── EXERCISE DATA

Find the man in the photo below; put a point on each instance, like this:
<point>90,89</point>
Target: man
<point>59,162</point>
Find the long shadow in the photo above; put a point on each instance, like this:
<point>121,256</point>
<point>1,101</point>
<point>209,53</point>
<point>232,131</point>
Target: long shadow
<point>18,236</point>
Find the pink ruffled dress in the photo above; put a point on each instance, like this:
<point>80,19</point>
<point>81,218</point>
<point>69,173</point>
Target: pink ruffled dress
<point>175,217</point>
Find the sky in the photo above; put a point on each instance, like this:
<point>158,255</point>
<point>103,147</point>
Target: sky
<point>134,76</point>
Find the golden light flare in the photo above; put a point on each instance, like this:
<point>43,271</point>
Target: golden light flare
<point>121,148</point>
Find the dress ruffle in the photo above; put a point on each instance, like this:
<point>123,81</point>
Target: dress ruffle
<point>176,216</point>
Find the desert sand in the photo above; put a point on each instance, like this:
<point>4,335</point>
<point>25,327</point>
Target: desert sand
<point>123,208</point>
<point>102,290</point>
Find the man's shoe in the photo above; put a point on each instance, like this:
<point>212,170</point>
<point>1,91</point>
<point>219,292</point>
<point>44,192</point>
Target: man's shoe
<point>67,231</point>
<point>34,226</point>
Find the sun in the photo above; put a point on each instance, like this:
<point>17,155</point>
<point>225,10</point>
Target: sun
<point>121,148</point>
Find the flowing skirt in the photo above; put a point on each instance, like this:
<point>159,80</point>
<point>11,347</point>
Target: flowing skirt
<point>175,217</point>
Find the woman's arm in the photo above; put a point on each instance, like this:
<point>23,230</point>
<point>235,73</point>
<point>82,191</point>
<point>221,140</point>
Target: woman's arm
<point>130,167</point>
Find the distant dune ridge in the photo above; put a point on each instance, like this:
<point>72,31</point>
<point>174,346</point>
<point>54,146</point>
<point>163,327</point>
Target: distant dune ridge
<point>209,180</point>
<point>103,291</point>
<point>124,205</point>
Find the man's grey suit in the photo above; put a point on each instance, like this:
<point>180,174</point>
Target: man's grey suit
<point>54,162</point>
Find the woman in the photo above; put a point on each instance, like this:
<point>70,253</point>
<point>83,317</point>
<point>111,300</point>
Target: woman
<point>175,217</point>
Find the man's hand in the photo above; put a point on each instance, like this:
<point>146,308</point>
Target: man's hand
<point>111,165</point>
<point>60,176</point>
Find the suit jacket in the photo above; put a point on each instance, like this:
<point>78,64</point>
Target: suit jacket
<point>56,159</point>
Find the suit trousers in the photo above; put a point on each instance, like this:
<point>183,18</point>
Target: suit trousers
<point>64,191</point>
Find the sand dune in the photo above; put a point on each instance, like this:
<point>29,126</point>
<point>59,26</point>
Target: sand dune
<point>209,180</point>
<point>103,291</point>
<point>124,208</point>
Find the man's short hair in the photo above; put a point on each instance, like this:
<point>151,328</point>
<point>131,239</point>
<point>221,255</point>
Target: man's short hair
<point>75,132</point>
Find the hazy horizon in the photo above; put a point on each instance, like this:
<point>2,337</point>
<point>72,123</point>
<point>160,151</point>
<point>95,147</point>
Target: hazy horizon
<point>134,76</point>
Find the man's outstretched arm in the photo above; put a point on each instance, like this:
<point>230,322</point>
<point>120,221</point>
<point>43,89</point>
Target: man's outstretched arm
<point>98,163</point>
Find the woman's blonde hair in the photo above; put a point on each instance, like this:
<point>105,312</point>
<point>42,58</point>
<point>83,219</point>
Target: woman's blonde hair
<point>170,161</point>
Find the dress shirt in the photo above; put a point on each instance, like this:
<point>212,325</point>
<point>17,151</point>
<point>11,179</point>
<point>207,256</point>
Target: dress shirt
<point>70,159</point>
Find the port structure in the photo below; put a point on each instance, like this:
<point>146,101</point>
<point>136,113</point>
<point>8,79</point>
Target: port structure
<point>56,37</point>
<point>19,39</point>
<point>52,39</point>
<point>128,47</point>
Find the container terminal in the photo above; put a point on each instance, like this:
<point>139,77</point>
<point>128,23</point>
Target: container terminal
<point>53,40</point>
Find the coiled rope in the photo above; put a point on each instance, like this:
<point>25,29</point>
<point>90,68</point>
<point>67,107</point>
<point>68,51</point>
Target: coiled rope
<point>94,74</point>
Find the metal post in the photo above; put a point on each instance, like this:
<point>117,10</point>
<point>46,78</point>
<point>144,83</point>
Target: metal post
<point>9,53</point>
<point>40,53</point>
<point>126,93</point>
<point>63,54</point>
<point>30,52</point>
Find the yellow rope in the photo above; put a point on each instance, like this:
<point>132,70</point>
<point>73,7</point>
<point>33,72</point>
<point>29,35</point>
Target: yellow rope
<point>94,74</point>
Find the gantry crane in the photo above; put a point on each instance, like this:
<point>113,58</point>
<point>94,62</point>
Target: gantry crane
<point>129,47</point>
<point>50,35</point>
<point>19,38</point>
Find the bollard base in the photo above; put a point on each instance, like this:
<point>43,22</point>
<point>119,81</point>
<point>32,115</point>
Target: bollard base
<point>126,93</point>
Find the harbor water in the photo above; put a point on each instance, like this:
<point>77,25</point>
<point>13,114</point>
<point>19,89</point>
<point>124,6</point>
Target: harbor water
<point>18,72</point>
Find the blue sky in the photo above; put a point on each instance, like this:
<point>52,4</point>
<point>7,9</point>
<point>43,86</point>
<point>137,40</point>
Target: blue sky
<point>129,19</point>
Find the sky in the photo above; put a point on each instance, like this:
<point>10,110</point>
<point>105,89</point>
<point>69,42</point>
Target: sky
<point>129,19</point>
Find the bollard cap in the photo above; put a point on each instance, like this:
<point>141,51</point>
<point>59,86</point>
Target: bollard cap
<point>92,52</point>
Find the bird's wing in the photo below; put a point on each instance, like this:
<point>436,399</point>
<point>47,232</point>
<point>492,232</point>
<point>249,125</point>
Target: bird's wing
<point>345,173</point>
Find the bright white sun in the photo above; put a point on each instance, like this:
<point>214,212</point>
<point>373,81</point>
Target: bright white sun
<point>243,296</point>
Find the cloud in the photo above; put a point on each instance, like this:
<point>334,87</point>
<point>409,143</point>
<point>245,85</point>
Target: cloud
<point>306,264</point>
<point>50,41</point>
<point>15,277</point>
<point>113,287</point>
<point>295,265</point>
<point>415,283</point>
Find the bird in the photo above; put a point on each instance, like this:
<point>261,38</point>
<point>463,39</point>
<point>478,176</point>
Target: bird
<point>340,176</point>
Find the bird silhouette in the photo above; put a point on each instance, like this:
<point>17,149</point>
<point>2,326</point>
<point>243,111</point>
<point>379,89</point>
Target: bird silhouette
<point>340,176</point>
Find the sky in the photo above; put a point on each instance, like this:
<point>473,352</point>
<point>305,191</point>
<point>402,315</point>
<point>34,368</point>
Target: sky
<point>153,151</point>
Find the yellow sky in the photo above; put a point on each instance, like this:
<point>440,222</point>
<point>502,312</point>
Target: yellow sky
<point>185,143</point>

────
── EXERCISE DATA

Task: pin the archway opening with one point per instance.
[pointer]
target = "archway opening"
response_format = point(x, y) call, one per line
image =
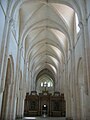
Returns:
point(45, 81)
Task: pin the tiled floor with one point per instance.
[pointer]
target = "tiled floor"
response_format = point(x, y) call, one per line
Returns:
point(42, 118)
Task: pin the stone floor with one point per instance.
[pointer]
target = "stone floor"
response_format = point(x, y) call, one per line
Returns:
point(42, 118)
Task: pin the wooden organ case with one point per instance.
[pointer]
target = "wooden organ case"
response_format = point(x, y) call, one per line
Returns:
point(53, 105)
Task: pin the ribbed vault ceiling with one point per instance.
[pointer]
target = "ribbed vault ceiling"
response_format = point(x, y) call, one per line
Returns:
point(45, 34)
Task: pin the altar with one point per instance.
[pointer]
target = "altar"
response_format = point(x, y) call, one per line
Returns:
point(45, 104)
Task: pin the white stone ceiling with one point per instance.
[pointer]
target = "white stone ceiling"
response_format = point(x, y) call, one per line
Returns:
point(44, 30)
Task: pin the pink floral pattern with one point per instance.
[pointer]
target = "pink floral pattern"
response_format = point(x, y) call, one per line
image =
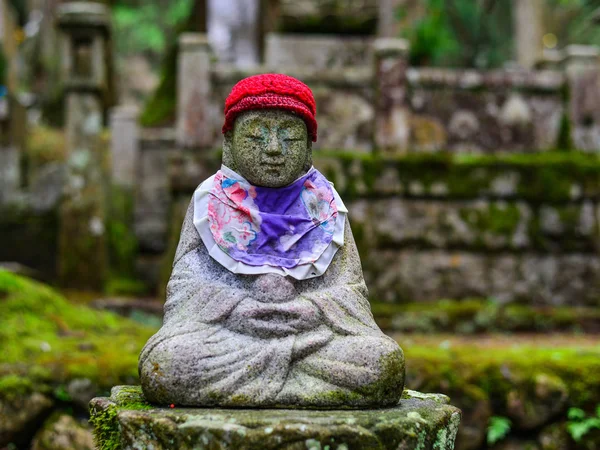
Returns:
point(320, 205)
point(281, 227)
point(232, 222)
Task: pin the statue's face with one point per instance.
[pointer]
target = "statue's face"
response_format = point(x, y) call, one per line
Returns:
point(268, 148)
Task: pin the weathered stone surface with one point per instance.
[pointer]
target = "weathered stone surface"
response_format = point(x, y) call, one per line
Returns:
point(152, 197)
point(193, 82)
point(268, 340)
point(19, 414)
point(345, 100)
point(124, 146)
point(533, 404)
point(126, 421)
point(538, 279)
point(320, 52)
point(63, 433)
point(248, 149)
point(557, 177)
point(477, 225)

────

» GIVEN REQUEST: Reproduce word for word the stretch of the records from the line containing "Find the dress ruffle" through the line containing "<point>34,226</point>", including both of those lines.

» TASK RESPONSE:
Find the dress ruffle in the photo above; put a point on each instance, like this:
<point>123,81</point>
Target: dress ruffle
<point>176,216</point>
Find the desert sand in the photo above; put a point on each instance, like this:
<point>4,335</point>
<point>25,327</point>
Target: desert sand
<point>123,208</point>
<point>102,290</point>
Find the man's shoe in the photo above; put a point on each instance, like this:
<point>212,170</point>
<point>1,91</point>
<point>219,292</point>
<point>44,192</point>
Target: man's shoe
<point>67,231</point>
<point>34,226</point>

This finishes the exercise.